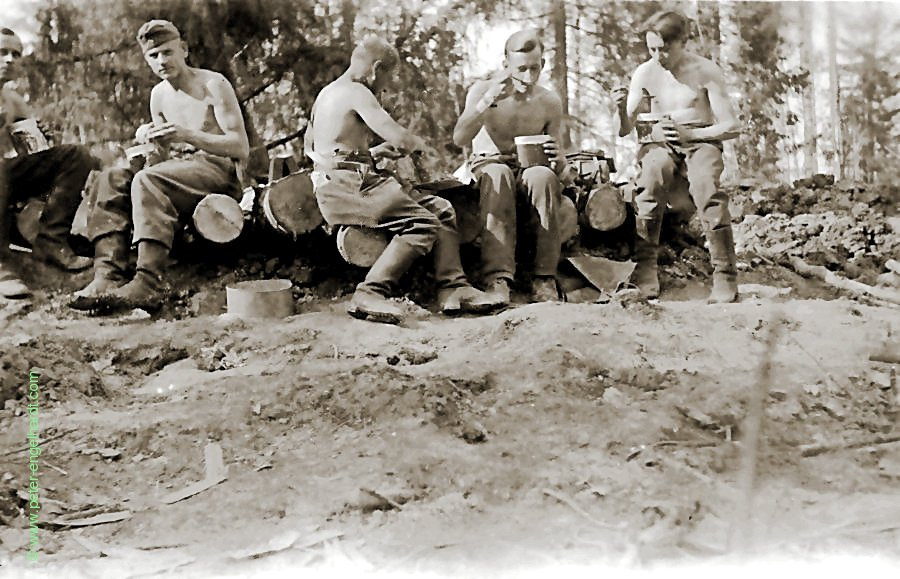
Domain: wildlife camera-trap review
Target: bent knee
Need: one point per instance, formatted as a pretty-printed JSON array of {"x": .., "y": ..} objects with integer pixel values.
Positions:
[
  {"x": 443, "y": 210},
  {"x": 657, "y": 159},
  {"x": 541, "y": 177},
  {"x": 496, "y": 176}
]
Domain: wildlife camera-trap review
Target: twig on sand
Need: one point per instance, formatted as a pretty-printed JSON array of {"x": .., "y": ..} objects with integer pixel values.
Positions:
[
  {"x": 571, "y": 504},
  {"x": 56, "y": 468},
  {"x": 739, "y": 533},
  {"x": 818, "y": 362},
  {"x": 384, "y": 498},
  {"x": 808, "y": 450},
  {"x": 42, "y": 441},
  {"x": 829, "y": 277}
]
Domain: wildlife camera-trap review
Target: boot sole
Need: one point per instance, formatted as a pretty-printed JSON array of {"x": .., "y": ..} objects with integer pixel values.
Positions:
[
  {"x": 731, "y": 301},
  {"x": 379, "y": 317}
]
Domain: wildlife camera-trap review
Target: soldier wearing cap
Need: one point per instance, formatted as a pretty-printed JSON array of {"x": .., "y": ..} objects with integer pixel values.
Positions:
[
  {"x": 690, "y": 91},
  {"x": 351, "y": 191},
  {"x": 196, "y": 119},
  {"x": 58, "y": 172},
  {"x": 507, "y": 105}
]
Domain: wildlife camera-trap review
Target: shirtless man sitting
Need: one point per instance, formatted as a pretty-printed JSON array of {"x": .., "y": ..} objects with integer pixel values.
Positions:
[
  {"x": 59, "y": 172},
  {"x": 350, "y": 191},
  {"x": 197, "y": 121},
  {"x": 689, "y": 89},
  {"x": 508, "y": 105}
]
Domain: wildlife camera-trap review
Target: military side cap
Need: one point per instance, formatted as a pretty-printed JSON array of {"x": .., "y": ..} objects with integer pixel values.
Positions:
[
  {"x": 156, "y": 33},
  {"x": 524, "y": 41}
]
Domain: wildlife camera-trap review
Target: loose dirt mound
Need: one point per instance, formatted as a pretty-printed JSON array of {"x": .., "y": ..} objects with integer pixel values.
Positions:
[{"x": 544, "y": 434}]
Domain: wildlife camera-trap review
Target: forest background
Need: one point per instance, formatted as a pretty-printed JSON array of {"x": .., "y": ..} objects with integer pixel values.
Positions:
[{"x": 815, "y": 83}]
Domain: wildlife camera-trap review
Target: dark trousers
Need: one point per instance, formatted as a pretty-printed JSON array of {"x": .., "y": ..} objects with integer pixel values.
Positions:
[
  {"x": 664, "y": 166},
  {"x": 59, "y": 174},
  {"x": 499, "y": 185},
  {"x": 423, "y": 222},
  {"x": 153, "y": 201}
]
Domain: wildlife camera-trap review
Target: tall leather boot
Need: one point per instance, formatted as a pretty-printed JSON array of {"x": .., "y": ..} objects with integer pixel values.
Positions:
[
  {"x": 455, "y": 293},
  {"x": 646, "y": 249},
  {"x": 110, "y": 261},
  {"x": 724, "y": 262},
  {"x": 371, "y": 300}
]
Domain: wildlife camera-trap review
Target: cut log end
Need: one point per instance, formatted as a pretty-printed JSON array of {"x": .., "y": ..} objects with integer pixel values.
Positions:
[
  {"x": 218, "y": 218},
  {"x": 604, "y": 209},
  {"x": 290, "y": 205},
  {"x": 361, "y": 246}
]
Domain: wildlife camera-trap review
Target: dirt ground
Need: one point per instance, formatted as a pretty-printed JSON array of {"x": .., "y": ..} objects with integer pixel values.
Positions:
[{"x": 547, "y": 435}]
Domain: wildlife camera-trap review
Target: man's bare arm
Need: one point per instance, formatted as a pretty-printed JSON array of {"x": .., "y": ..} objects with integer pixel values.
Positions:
[
  {"x": 554, "y": 128},
  {"x": 726, "y": 125},
  {"x": 472, "y": 118},
  {"x": 232, "y": 143},
  {"x": 628, "y": 115},
  {"x": 381, "y": 123}
]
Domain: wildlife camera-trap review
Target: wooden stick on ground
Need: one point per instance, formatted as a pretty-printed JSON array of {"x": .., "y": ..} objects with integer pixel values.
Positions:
[
  {"x": 739, "y": 534},
  {"x": 840, "y": 282},
  {"x": 808, "y": 450}
]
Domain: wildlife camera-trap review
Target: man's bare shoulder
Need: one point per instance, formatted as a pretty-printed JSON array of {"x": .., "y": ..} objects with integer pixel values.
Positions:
[
  {"x": 215, "y": 82},
  {"x": 346, "y": 91},
  {"x": 479, "y": 85},
  {"x": 644, "y": 69},
  {"x": 547, "y": 96}
]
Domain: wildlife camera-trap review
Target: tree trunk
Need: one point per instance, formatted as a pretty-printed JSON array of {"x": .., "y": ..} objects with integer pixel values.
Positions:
[
  {"x": 348, "y": 23},
  {"x": 810, "y": 130},
  {"x": 836, "y": 121},
  {"x": 561, "y": 67},
  {"x": 729, "y": 51}
]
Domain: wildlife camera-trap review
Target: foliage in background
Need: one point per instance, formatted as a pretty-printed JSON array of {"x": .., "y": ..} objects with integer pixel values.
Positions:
[{"x": 86, "y": 71}]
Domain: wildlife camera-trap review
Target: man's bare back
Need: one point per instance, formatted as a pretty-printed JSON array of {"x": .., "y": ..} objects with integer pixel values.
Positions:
[
  {"x": 516, "y": 114},
  {"x": 682, "y": 93},
  {"x": 336, "y": 125}
]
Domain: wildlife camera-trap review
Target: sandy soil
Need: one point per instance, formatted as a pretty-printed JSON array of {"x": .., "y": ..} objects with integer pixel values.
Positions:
[{"x": 547, "y": 434}]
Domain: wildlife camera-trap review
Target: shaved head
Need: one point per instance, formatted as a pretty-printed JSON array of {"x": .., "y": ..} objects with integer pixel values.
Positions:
[
  {"x": 372, "y": 50},
  {"x": 10, "y": 53}
]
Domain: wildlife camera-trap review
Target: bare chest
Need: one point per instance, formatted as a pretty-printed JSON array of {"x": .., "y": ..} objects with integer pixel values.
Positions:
[
  {"x": 188, "y": 111},
  {"x": 671, "y": 93},
  {"x": 512, "y": 118}
]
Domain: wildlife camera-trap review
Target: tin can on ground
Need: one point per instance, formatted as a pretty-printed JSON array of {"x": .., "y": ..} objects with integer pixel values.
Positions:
[
  {"x": 648, "y": 128},
  {"x": 530, "y": 151}
]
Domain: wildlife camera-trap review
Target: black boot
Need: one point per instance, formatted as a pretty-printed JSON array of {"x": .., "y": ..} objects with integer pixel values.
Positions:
[
  {"x": 724, "y": 262},
  {"x": 51, "y": 245},
  {"x": 110, "y": 261},
  {"x": 58, "y": 252},
  {"x": 371, "y": 300},
  {"x": 455, "y": 293},
  {"x": 646, "y": 248}
]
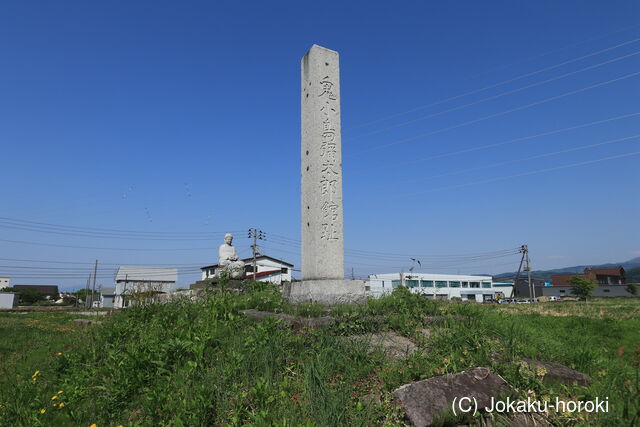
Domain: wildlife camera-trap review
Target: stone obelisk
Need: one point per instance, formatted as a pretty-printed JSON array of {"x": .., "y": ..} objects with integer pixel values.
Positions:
[
  {"x": 322, "y": 224},
  {"x": 322, "y": 221}
]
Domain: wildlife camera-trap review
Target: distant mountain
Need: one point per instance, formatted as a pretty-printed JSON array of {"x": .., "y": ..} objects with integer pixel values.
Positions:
[{"x": 546, "y": 274}]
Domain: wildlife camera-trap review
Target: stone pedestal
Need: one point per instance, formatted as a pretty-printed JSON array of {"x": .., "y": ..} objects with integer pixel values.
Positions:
[{"x": 329, "y": 292}]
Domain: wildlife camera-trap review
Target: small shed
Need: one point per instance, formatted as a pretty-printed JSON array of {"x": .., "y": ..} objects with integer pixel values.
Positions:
[{"x": 8, "y": 299}]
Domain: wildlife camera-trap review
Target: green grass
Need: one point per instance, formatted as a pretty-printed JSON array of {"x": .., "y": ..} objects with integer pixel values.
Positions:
[{"x": 203, "y": 363}]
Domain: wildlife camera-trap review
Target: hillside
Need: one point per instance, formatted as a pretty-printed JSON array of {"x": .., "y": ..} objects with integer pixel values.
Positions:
[{"x": 631, "y": 265}]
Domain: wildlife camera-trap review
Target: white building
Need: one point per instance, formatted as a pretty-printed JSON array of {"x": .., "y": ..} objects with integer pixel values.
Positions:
[
  {"x": 439, "y": 286},
  {"x": 131, "y": 280},
  {"x": 8, "y": 299},
  {"x": 269, "y": 270}
]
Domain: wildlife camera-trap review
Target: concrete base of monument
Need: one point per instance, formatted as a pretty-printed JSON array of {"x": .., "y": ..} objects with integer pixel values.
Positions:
[{"x": 332, "y": 291}]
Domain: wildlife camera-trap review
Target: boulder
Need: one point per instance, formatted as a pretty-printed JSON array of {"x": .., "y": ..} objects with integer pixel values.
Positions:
[{"x": 426, "y": 400}]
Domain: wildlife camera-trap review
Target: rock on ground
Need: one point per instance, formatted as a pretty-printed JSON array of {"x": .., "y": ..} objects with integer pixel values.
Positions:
[{"x": 425, "y": 400}]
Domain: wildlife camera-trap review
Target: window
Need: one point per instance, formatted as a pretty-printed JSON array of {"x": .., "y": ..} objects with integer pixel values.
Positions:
[{"x": 412, "y": 283}]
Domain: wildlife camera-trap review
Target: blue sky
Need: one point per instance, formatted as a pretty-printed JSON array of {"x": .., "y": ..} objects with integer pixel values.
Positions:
[{"x": 184, "y": 117}]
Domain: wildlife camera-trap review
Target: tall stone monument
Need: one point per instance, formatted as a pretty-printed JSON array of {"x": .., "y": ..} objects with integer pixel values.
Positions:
[{"x": 322, "y": 221}]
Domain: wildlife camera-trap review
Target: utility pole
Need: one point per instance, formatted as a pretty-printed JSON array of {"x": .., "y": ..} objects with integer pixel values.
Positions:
[
  {"x": 515, "y": 281},
  {"x": 256, "y": 234},
  {"x": 93, "y": 291},
  {"x": 532, "y": 290},
  {"x": 524, "y": 250}
]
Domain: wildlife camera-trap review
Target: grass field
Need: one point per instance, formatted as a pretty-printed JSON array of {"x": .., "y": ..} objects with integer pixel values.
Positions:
[{"x": 204, "y": 363}]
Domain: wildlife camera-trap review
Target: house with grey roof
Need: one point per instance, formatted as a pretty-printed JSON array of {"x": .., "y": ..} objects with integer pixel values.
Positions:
[{"x": 132, "y": 281}]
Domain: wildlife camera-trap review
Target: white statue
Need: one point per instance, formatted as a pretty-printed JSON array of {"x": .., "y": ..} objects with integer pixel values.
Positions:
[{"x": 228, "y": 260}]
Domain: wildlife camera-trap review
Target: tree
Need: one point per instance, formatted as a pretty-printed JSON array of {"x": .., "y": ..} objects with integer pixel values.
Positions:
[{"x": 582, "y": 287}]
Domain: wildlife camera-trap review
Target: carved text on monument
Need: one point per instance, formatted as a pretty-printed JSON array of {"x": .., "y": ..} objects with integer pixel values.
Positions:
[{"x": 329, "y": 171}]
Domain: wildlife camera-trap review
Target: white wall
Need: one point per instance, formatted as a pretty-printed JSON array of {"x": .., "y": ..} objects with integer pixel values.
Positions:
[
  {"x": 382, "y": 284},
  {"x": 8, "y": 299},
  {"x": 263, "y": 264}
]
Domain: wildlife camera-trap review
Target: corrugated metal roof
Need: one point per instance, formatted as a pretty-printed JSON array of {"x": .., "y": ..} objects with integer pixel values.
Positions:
[{"x": 148, "y": 274}]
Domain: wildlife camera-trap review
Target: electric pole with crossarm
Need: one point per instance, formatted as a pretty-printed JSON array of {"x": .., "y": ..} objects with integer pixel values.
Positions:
[{"x": 256, "y": 234}]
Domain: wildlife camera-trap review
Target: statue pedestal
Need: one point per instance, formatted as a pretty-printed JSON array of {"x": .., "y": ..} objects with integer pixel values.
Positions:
[{"x": 328, "y": 291}]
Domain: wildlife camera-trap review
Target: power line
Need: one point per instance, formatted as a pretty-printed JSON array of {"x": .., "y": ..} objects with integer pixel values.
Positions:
[
  {"x": 500, "y": 95},
  {"x": 539, "y": 156},
  {"x": 106, "y": 249},
  {"x": 501, "y": 113},
  {"x": 442, "y": 101},
  {"x": 519, "y": 139},
  {"x": 524, "y": 174},
  {"x": 111, "y": 230}
]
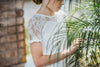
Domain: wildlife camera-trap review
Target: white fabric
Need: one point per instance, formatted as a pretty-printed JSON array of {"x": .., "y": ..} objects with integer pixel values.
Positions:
[{"x": 51, "y": 32}]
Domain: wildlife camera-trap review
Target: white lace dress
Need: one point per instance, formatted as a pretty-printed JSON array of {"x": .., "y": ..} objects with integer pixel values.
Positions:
[{"x": 51, "y": 32}]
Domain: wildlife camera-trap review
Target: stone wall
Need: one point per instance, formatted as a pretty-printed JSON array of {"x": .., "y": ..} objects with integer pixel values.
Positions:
[{"x": 12, "y": 33}]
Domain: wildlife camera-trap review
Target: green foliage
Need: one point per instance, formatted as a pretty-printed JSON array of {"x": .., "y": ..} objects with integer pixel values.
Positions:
[{"x": 87, "y": 26}]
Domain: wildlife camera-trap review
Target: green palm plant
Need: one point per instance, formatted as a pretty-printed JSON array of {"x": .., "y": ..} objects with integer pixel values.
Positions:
[{"x": 87, "y": 26}]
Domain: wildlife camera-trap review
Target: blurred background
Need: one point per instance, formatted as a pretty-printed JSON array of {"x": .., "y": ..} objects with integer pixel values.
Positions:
[{"x": 14, "y": 17}]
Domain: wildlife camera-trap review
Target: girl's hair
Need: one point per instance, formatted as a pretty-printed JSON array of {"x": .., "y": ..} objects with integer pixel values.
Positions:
[{"x": 38, "y": 2}]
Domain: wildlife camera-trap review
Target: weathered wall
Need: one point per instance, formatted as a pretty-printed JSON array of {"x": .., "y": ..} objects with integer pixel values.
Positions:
[{"x": 12, "y": 33}]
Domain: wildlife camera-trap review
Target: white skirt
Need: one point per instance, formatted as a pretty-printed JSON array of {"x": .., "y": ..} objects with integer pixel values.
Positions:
[{"x": 30, "y": 63}]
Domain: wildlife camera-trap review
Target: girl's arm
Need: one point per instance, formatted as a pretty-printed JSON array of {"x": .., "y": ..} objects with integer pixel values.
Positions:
[{"x": 40, "y": 60}]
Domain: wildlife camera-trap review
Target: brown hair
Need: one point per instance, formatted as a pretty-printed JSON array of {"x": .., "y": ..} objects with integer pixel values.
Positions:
[{"x": 38, "y": 2}]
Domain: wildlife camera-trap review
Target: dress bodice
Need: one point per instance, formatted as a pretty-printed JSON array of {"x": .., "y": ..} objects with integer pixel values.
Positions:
[{"x": 50, "y": 31}]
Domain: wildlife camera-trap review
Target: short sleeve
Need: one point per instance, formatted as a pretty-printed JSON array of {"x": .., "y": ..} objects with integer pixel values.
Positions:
[{"x": 34, "y": 31}]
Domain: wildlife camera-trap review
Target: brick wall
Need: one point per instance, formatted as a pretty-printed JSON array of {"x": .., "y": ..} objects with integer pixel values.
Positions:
[{"x": 12, "y": 34}]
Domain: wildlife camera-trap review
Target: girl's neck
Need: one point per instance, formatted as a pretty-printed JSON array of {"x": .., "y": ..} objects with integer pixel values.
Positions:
[{"x": 45, "y": 10}]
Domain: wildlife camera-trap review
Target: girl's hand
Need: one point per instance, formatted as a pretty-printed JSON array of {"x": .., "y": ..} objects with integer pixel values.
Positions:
[{"x": 75, "y": 45}]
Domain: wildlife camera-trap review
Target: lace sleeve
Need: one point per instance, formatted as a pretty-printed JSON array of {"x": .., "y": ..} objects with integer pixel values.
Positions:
[{"x": 34, "y": 30}]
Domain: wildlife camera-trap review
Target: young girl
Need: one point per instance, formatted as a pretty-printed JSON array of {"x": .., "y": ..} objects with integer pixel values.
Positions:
[{"x": 43, "y": 37}]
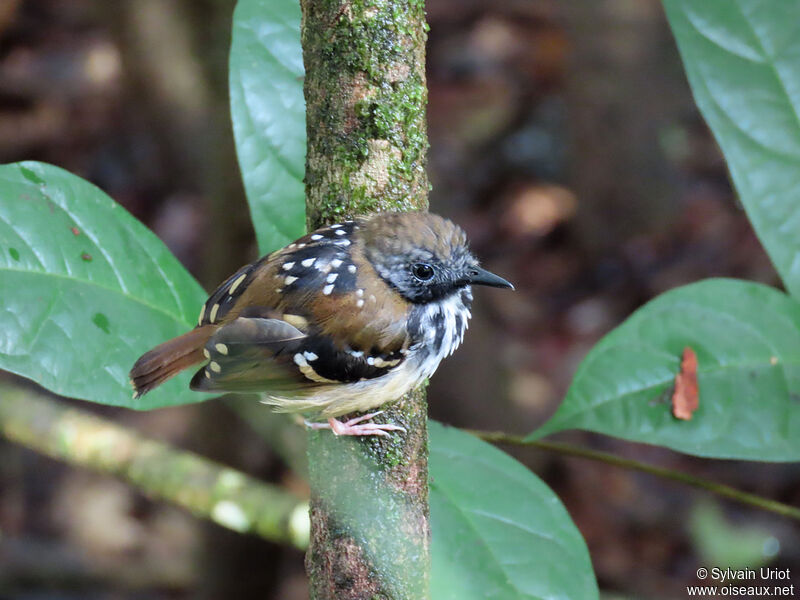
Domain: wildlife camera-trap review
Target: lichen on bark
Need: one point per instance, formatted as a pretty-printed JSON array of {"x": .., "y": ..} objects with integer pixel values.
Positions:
[
  {"x": 365, "y": 97},
  {"x": 367, "y": 143}
]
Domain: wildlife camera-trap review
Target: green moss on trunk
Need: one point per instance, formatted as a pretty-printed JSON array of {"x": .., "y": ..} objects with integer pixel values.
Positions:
[{"x": 365, "y": 95}]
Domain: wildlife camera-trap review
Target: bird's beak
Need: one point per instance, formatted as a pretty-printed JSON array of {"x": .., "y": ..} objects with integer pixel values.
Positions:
[{"x": 480, "y": 276}]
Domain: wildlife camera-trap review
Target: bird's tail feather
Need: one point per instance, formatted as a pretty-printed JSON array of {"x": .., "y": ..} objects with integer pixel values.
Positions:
[{"x": 168, "y": 359}]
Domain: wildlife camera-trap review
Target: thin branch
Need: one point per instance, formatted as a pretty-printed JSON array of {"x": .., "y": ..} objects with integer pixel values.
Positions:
[
  {"x": 726, "y": 491},
  {"x": 205, "y": 488}
]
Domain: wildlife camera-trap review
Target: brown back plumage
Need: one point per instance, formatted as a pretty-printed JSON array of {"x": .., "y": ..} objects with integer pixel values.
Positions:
[{"x": 168, "y": 359}]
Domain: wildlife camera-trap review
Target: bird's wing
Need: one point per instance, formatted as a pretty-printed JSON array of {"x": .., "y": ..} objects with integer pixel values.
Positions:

> [Task item] Reproduce, exactly as they stand in the data above, the lines from the one that holds "Target: man's bare shoulder" to the one that holds "Target: man's bare back", inclusive.

> [Answer for this exercise]
Target: man's bare shoulder
Need: one point per instance, formatted as a pretty-printed JSON array of {"x": .., "y": ..} objects with integer pixel values.
Positions:
[
  {"x": 215, "y": 82},
  {"x": 346, "y": 91},
  {"x": 479, "y": 85},
  {"x": 644, "y": 69},
  {"x": 547, "y": 96}
]
Domain: wildlife camera-trap review
Target: tree trunk
Need: one point per instance, formatted as a pretty-printed JSON array of {"x": .., "y": ..} objects with integer pixel values.
Positions:
[
  {"x": 348, "y": 23},
  {"x": 810, "y": 130},
  {"x": 836, "y": 121},
  {"x": 561, "y": 67},
  {"x": 729, "y": 51}
]
Domain: wildlife camera-trap review
Target: foliage in background
Need: one point per instance, formatted as a pretty-printed JSON array of {"x": .., "y": ..} objects with integer pixel values.
Positions:
[{"x": 86, "y": 71}]
Domain: wildlife camera-trap review
Target: man's bare back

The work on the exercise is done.